**Problem to solve**:
Set down a faithful copy of every record, and skip the pictures in it.

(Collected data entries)
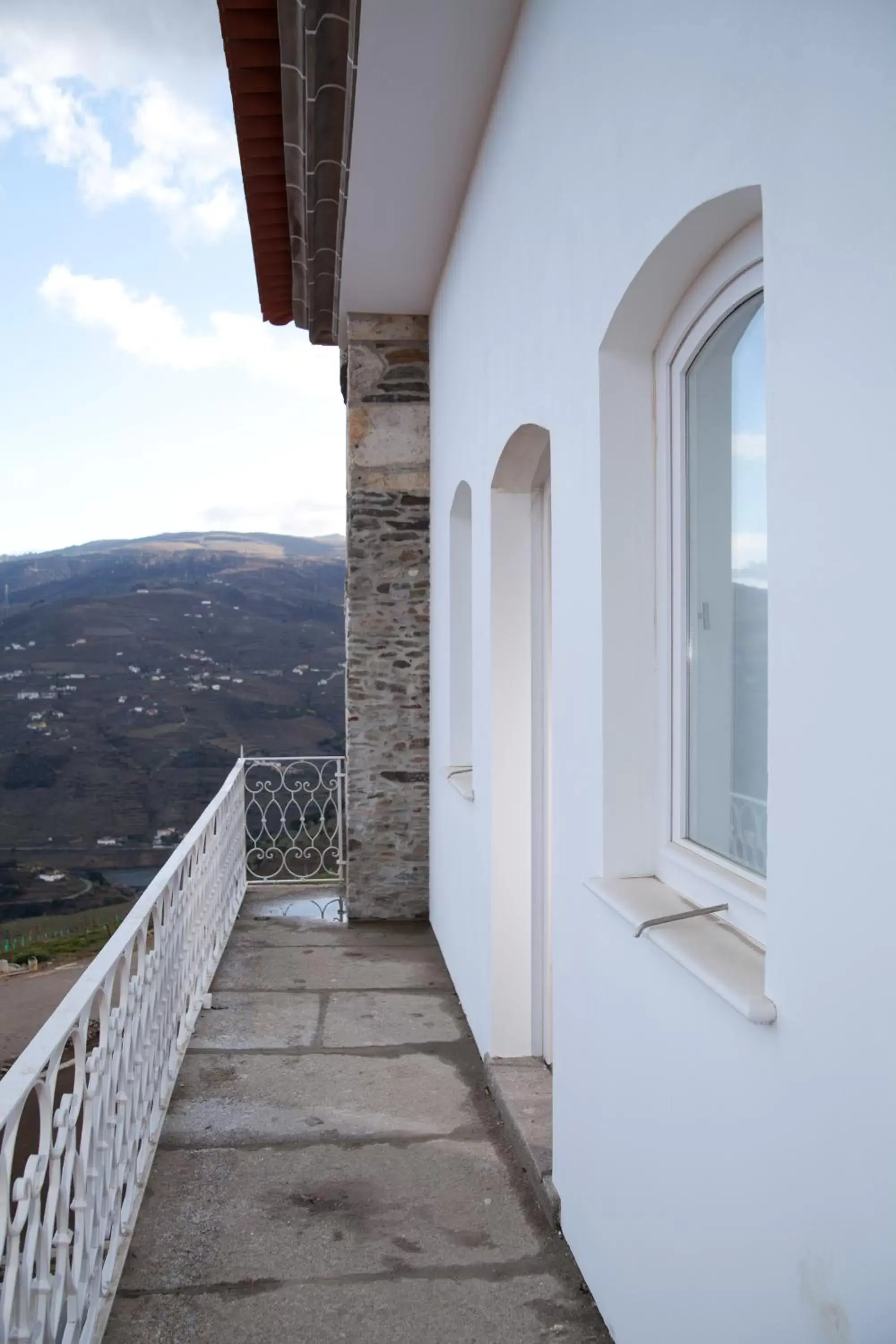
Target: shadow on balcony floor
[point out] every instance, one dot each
(332, 1167)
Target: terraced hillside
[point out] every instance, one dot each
(132, 672)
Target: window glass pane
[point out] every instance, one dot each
(727, 605)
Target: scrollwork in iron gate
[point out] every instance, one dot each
(295, 819)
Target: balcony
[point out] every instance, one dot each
(245, 1125)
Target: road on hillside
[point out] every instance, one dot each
(26, 1002)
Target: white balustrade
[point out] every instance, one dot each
(82, 1108)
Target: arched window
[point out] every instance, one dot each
(714, 577)
(461, 632)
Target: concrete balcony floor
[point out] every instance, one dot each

**Written answer**:
Target: shadow on balcony floor
[point out] every instance, one dot each
(332, 1167)
Target: terraced hillside
[point out] every instance, one dot each
(132, 672)
Target: window glass pane
[point out] every instance, one dot each
(727, 605)
Target: scrollwork in iron gate
[point out] every instance, one dot each
(295, 819)
Target: balcony
[point out] every instance, one dot each
(245, 1125)
Target: road on hillside
[point out] every instance, one dot each
(26, 1002)
Target: white balustrade
[point out] every instance, one dot each
(82, 1108)
Target: arched window
[point out] every instance, one dot each
(714, 577)
(461, 632)
Target: concrete balcony floor
[point out] every instance, one dot each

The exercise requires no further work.